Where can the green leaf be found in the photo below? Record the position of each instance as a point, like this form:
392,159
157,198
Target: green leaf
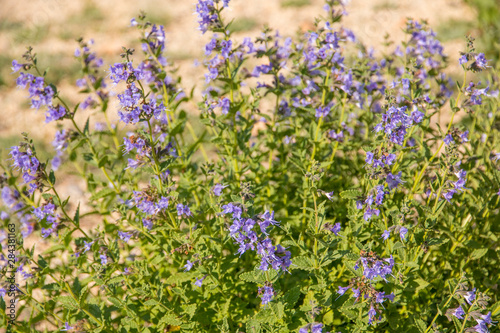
302,262
420,324
478,253
292,296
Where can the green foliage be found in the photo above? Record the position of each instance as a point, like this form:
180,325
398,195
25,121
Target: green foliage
326,195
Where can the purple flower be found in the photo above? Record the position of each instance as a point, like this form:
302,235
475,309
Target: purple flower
459,312
448,139
266,294
329,195
147,223
449,195
317,328
470,296
16,66
322,112
124,236
66,327
487,318
464,136
336,228
481,61
188,266
199,282
369,157
342,290
402,233
393,180
54,113
183,210
217,189
371,314
225,105
385,235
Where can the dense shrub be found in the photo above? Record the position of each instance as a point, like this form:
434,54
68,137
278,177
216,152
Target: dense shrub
312,190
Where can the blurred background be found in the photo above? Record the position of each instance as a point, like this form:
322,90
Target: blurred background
51,27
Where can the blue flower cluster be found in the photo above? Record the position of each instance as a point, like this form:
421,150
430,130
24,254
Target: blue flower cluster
207,14
29,165
48,213
242,231
482,321
41,94
362,287
396,122
149,204
12,199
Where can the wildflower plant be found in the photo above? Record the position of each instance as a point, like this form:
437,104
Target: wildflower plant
308,188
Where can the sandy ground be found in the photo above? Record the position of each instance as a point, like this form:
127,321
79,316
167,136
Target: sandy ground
51,26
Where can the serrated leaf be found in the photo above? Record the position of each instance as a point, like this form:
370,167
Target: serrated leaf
292,296
302,262
478,253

## TRY IT
Each line from the one that contains "Where can the blue" through the end of the material above should be returned exactly, and nothing else.

## ANSWER FOR THIS EXERCISE
Where can the blue flower cluster be found in the photo above? Record the position of each instance as a point, like this form:
421,150
430,130
24,254
Target: blue flower cluster
207,14
29,165
48,213
242,231
482,321
41,94
362,287
396,122
149,204
12,199
Where can the wildflower plant be found in the photo above? Record the position of each instance as a point, like this form:
437,104
Target: wildflower plant
308,188
Where can the sandy ground be found in the photo above? Record the position of each instance as a point, like this form:
127,321
79,316
167,136
Target: sandy ground
51,26
Where can the serrated leaf be found in the photo above? Record the position of each instance as a point, like this form:
370,167
Target: serrated leaf
292,296
302,262
478,253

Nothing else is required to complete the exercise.